Work instructions |
1 > In the passage on syphilitic epilepsy, what did the test of the patient's serum W. R. show?
2 > In the passage on syphilitic epilepsy, take the words starting with "As to the amnesia, it" and going on through "the syphilitic epilepsy.", and rename "alcohol" as "drink".
3 > Continue the passage on syphilitic epilepsy from the point where it stops.

Source text |
--------

This retrograde amnesia is uncommon in epilepsy and suggests organic disease. No sign of organic disease was found on neurological examination. The patient had no signs of the epileptic make-up. The serum W. R. was negative. On the whole, Bonhoeffer regards the epilepsy as “reactive” to the syphilis, as a syphilogenic epilepsy.

As to the amnesia, it is of interest that alcohol should long before have been able to cause amnesia in this man in the same way as does now the syphilitic epilepsy.

1. In view of the fact that this Landwehr man appears to have acquired syphilis while on campaign, what is the responsibility of the government for treatment? The Canadian authorities, as stated under Case E, are in doubt whether contraction of venereal disease constitutes negligence on the part of the soldier. It would appear to us that where a government does not take suitable steps to prevent the acquisition of syphilis by the soldiers, the government must assume a measure of responsibility for the syphilis incurred. The government’s responsibility would be still greater in equity, it would appear, if commercial opportunities for the acquisition of syphilis are maintained under more or less close government supervision or (even as has been claimed for certain encampments on our own Mexican border) if shelter for illicit sex relations is afforded within the limits of a military camp. In a certain community, “E,” for example, it is claimed by Exner,[[29]] the district for prostitutes was “situated within the lines of military camps and protected and ‘regulated’ by the military authorities.”

--------

[Natural language region descriptions]
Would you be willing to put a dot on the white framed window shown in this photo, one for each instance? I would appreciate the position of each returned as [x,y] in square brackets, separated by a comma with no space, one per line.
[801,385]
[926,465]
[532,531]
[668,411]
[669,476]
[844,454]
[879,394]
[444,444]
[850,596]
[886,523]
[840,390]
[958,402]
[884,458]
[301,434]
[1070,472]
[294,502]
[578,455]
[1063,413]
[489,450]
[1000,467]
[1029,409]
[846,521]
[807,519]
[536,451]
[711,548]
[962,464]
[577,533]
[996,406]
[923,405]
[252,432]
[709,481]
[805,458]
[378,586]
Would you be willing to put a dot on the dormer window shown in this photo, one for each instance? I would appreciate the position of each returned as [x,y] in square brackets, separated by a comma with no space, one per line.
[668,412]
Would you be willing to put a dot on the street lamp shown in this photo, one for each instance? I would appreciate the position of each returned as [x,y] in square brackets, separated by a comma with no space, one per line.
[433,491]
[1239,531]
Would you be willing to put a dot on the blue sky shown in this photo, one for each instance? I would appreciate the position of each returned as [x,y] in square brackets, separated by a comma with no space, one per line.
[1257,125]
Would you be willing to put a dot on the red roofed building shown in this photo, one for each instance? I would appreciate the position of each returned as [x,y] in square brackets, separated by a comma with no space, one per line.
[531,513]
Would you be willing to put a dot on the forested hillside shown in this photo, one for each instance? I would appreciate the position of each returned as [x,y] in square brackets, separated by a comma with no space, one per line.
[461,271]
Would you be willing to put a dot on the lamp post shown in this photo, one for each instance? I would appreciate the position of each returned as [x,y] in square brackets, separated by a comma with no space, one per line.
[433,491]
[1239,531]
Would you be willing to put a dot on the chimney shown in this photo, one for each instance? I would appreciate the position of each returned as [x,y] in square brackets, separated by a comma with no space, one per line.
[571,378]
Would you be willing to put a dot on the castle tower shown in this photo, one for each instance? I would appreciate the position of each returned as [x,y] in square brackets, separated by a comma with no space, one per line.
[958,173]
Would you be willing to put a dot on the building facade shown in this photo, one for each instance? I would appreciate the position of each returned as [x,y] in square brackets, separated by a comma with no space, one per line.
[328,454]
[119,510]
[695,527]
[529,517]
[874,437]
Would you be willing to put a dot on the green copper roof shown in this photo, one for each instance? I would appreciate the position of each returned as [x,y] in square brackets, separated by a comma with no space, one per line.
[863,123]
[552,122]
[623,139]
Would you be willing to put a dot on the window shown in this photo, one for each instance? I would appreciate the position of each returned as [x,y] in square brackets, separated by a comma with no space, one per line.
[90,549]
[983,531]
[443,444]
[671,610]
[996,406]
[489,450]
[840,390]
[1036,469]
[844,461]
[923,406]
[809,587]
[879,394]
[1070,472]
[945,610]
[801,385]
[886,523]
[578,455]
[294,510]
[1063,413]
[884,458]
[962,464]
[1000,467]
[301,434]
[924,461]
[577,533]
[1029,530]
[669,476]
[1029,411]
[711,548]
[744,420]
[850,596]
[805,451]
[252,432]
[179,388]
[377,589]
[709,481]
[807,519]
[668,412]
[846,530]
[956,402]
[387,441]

--------

Outputs in order |
1 > The serum W. R. was negative.

2 >
As to the amnesia, it is of interest that drink should long before have been able to cause amnesia in this man in the same way as does now the syphilitic epilepsy.

3 >
But even if the government has no legal responsibility in this regard, it would be well to consider the ultimate results of the syphilis that will probably be acquired by great numbers of soldiers under campaign conditions. Aside from the ravages of syphilis outside the nervous system, it is well known, as Weygandt intimates for German conditions, that the aftermath of war will be a high proportion of cases of neurosyphilis.

Weygandt remarks in his review of the influence of the war upon psychiatry, that the opportunity for syphilitic infection in the campaign is considerable. In the war of 1870, the conditions in this regard were extremely unfavorable, and writing in 1915, Weygandt remarks that at present there should be a prophylaxis against syphilitic infection by the soldiers, which prophylaxis should be the most energetic possible. Continence on the part of the soldiers and the isolation of infected women, with examination by specialists, have been advocated by Neisser and by Mendel. In the ’80’s a great number of cases of locomotor ataxia developed in Germany, which were due to syphilis acquired by the soldiers and officers in the war of 1870.

Syphilis in a psychopathic subject. Convulsions 5 days after Dixmude. Case from Bonhoeffer, 1915.

Case J.[[30]] A soldier in the reserves, 23, was, subsequently to his being brought to hospital, described by his wife as a rather over-sensitive fellow, who could hardly look at blood and was meticulous about the household. He had always been subject to headaches, especially after hard work. However, he had passed through his military training well in 1910, not even having been bestraft.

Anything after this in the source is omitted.